(Natural language region descriptions)

Start of Block

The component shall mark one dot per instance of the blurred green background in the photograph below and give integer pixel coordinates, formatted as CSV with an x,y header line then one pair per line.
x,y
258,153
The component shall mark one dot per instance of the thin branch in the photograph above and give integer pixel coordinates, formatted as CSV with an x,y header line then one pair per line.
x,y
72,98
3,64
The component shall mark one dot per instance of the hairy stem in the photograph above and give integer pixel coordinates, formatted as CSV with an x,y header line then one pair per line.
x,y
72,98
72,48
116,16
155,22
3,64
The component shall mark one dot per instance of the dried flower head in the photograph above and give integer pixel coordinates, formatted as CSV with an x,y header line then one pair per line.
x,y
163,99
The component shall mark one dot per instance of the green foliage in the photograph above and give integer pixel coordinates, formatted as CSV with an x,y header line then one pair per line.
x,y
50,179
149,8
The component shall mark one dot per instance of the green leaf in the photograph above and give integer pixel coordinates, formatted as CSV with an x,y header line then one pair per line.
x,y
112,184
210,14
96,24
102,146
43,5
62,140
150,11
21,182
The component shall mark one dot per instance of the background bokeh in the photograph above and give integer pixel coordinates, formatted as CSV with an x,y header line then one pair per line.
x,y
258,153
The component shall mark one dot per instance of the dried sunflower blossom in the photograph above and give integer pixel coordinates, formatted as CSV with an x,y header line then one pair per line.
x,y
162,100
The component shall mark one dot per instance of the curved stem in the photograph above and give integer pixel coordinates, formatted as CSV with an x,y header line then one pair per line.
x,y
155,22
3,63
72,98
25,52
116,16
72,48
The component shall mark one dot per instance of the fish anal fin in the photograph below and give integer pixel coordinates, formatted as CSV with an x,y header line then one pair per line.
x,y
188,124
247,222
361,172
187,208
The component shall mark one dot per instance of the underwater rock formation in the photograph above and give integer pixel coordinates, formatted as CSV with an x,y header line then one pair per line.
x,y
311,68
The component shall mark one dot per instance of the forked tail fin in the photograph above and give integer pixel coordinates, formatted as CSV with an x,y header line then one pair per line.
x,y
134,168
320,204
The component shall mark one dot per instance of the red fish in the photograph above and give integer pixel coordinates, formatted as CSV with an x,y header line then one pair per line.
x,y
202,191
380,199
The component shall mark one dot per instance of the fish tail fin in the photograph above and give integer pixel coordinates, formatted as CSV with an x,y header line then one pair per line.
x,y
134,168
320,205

End of Block

● **WORK ITEM**
Beginning at the line that contains "the fish tail" and ending at the last line above, copy each line without any change.

● **SOLUTION TO THIS EXERCISE**
The component shall mark one dot per instance of the fish tail fin in the photograph above and give integer pixel coordinates, formatted as CSV with an x,y header line then one pair per line.
x,y
134,168
320,205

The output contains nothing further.